→ **Data provided**:
....

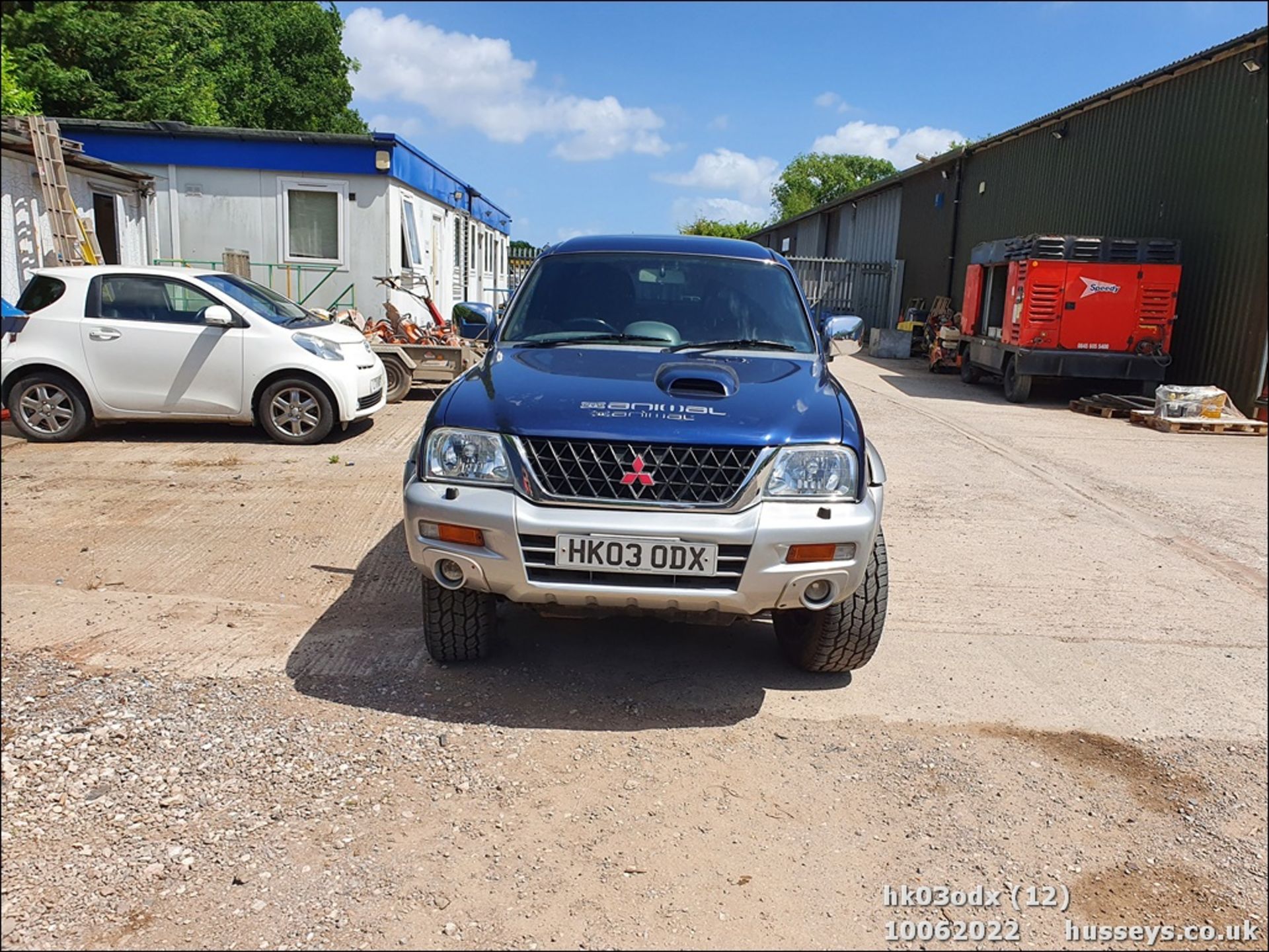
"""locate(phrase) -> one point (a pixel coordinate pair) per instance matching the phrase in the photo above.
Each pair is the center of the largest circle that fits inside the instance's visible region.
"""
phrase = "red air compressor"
(1065, 306)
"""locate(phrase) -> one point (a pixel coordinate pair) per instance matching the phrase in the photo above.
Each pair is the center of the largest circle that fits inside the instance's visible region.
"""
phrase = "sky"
(616, 118)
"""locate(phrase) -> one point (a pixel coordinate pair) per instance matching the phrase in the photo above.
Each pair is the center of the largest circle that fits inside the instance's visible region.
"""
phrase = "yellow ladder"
(74, 236)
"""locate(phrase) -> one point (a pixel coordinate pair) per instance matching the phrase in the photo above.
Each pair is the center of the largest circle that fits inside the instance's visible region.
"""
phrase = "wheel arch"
(273, 377)
(22, 371)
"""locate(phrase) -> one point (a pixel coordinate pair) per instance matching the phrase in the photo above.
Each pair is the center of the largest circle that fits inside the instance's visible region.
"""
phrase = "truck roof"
(666, 245)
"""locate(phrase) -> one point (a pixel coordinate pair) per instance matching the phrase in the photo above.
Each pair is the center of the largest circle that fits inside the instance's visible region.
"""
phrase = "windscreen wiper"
(742, 344)
(588, 339)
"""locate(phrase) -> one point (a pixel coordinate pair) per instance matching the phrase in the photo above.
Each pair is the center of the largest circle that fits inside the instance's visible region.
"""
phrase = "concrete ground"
(1070, 691)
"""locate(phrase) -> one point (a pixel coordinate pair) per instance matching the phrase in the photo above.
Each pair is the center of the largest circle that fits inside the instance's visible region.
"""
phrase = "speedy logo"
(1095, 287)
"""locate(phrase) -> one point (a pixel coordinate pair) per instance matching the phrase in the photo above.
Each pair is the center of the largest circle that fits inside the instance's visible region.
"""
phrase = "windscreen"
(659, 299)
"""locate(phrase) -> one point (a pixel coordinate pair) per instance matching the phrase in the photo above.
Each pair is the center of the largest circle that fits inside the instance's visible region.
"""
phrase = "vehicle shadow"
(609, 673)
(193, 433)
(914, 378)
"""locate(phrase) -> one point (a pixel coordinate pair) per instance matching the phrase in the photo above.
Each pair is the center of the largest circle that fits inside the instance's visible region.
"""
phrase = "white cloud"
(724, 170)
(830, 100)
(720, 209)
(866, 139)
(469, 80)
(409, 128)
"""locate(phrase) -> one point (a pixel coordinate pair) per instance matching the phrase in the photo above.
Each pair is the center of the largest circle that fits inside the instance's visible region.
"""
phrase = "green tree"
(282, 67)
(815, 178)
(255, 65)
(17, 100)
(720, 230)
(117, 60)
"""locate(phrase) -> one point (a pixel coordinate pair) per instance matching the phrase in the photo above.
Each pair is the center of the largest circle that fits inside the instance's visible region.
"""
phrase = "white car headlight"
(470, 455)
(814, 472)
(320, 346)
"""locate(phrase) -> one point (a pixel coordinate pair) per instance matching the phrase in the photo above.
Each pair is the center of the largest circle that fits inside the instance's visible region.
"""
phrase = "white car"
(112, 343)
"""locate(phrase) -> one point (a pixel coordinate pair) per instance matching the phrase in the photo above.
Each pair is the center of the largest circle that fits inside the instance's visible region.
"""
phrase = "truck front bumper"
(517, 560)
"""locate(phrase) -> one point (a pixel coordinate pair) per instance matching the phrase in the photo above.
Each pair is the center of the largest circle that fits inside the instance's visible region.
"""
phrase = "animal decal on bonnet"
(649, 411)
(1095, 287)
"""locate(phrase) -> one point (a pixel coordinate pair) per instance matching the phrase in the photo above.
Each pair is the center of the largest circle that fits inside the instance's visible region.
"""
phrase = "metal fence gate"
(868, 289)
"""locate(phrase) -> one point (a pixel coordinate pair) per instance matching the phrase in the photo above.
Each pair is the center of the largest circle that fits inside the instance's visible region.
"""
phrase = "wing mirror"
(843, 326)
(217, 316)
(475, 320)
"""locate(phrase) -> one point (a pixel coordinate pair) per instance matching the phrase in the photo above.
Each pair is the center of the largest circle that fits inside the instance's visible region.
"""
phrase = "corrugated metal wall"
(925, 234)
(1184, 159)
(873, 233)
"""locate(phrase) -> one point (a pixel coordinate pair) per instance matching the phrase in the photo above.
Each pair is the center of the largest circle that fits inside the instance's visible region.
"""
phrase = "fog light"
(822, 552)
(818, 591)
(449, 571)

....

→ **Required work**: Exact repetition of the data is needed, with no images retained.

→ **Final answer**:
"""locate(phrase) -> one point (a pixel coordinate pair) per instance matching the phrase in the photo above.
Each pair is the center of the largest circle that fits inside the instance's visible region.
"""
phrase = "red air compressor"
(1065, 306)
"""locate(phrase) -> one point (a pixel coordinate pair) per instance matching the phrase in the photo above.
Each pair is the center of the largest circle that fits inside the instance's visible region.
"""
phrase = "sky"
(616, 118)
"""locate(phrase) -> one point (a pixel coordinate pair) per instance matching the phrase in the photo above.
Each pair is the center of the largest circle that fits inside the instance's visible region.
"""
phrase = "yellow ladder"
(74, 236)
"""locate(phrase) -> one point (a pixel coordinate pair) per instance matching the phrase in the photo above.
Each pair is the center of the largest circle that fits inside the instance's visible region.
"""
phrase = "wheel arch"
(273, 377)
(22, 371)
"""locate(phrase) -> one point (a pixel coordinate pair) per instance matching the phrase in the photo above.
Each pair is the center of the largest circle that fits inside the instance's visible region.
"""
phrase = "truck roof"
(666, 245)
"""locate(phrase) -> one point (a pixel coordinate pair) per instance matching the phrase in the photo above.
Each pair is the center of the largest circle that fits inside the instance's visible region.
"""
phrase = "windscreen wiper"
(742, 344)
(588, 339)
"""locate(phrase) -> one point (a pixel coordinate pair) per instance matching the phrase in the photo above.
Each pair is the center of the largest circle that fits inside the instance's visible region.
"""
phrase = "concrete ground"
(1070, 691)
"""locate(phrase) -> one point (a pixel coordinate pair) per instance matching the phrase in the photo above.
Each pair is the center of the largest circle that fits inside the instance's visible region.
"""
phrase = "speedy logo"
(1095, 287)
"""locate(phrase) -> one point (a pixel coordinate pair) per instance matching the phrase in the photo above.
Each pair is the center of the largest circle that fits inside the instance's visible region.
"""
phrase = "windscreen"
(659, 299)
"""locate(phrase) -> one point (a pixel coordinate pair) per instance matching the phrase in the photo above.
Each pair is the center of the largest circle that fits inside the instance's visible region.
"""
phrase = "vehicle shadow"
(609, 673)
(193, 433)
(914, 378)
"""locate(phrase) -> one point (a pixel coordinate pair) per instance matching the phrase in the photo above.
Each pair is the center of the largest circle that fits inside the instance's visible region.
"""
phrase = "white cloud"
(724, 170)
(830, 100)
(720, 209)
(866, 139)
(469, 80)
(409, 128)
"""locate(phrase) -> one point (a pixel coordinate pair) per instance matching the phrase in the photo above.
Each pair is the center of the largest circle that fits inside the instance's visible region.
"""
phrase = "green tree"
(282, 67)
(815, 178)
(255, 65)
(17, 100)
(720, 230)
(117, 60)
"""locate(phrase) -> one point (a pixel coordinate pair) per instance matching the phrase in the photo above.
Each pair is the center of the largest circle that fits inside the instance's visible region.
"""
phrase = "white car headlight"
(470, 455)
(814, 472)
(320, 346)
"""locate(phrase) -> one point (a pixel coordinate pair) per instance matching the phrase in the photo above.
Each pair is the center of the largest circle that fits inside the instance's visible region.
"""
phrase = "white car"
(112, 343)
"""locate(phrase) -> one point (a pixel coordinate pair) per instance matching the phrase in the photo above.
Each pair is the center of the largest circle that fits inside the instance's visible region.
"""
phrase = "truck front bumper"
(517, 560)
"""locate(phrase) -> one point (a pixel coordinate pair) per instance matching the phrase in the photo above.
Each pair is the center of the largest circle that fits inside the instance's visible region.
"""
phrase = "animal decal on bonnet"
(649, 411)
(1095, 287)
"""locate(phrase) -> one point (a pixel coordinate pair) per instance matching the phrase in the photo above.
Each pair is the center of the largest circle that fits inside the instance's visible region.
"""
phrase = "metal fence gate"
(868, 289)
"""locate(phrase) -> one point (a pixel coordinate pair) per instance matching the phrase in the photo above.
Each pair is the center of the largest circle that fits inside the instance's visible region.
"""
phrase = "wing mirror"
(843, 326)
(217, 316)
(475, 320)
"""locate(phrase) -> one point (a pixel coordinate pair) per instance matching the phrase in the photo above.
Each pair is the center of the largest circle that fits inside the instance's visible region.
"""
phrase = "corrugated metal wall"
(925, 234)
(1184, 159)
(873, 233)
"""locate(phrase) -> one point (a pixel coordinate pair) per instance matching the phrase in the photo above.
Each pair is the center of the largest circle that fits inside the instance's visible region.
"""
phrase = "fog light"
(822, 552)
(818, 591)
(449, 571)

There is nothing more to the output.